* Region annotation entries *
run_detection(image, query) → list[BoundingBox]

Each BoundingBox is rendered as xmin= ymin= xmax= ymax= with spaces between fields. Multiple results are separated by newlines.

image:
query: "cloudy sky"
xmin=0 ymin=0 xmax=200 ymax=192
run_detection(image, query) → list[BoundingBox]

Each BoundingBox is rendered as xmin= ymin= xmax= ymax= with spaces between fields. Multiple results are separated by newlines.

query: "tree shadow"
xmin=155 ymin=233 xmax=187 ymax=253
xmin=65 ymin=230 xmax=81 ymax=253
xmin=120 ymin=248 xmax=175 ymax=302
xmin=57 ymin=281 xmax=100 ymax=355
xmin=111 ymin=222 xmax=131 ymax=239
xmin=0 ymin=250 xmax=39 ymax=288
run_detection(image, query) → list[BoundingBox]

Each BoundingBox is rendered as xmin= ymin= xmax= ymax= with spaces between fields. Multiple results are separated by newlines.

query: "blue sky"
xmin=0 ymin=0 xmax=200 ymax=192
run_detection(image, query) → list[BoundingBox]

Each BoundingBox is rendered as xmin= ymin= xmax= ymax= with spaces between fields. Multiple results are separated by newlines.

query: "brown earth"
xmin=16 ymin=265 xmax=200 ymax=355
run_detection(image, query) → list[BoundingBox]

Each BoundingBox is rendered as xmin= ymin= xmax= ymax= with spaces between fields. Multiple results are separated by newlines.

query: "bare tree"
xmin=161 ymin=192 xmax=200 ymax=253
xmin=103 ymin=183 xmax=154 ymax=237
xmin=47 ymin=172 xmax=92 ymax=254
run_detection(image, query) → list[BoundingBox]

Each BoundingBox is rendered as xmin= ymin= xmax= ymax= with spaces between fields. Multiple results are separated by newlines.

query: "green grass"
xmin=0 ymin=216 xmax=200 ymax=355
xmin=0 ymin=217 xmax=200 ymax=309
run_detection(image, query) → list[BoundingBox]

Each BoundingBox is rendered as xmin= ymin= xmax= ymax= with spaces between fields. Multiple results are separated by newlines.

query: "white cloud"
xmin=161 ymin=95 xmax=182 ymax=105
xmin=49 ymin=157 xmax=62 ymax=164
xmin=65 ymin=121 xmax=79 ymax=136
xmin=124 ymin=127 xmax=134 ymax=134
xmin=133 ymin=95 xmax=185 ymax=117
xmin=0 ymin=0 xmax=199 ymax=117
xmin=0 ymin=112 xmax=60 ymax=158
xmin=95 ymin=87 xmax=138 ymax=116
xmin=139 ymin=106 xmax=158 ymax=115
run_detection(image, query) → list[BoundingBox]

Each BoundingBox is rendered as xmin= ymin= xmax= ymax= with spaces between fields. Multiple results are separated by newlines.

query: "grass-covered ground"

* DESCRIPTION OF THE TASK *
How many lines in the listing contain the string "grass"? Reply with the number alone.

* RESPONSE TO THE EXERCISE *
2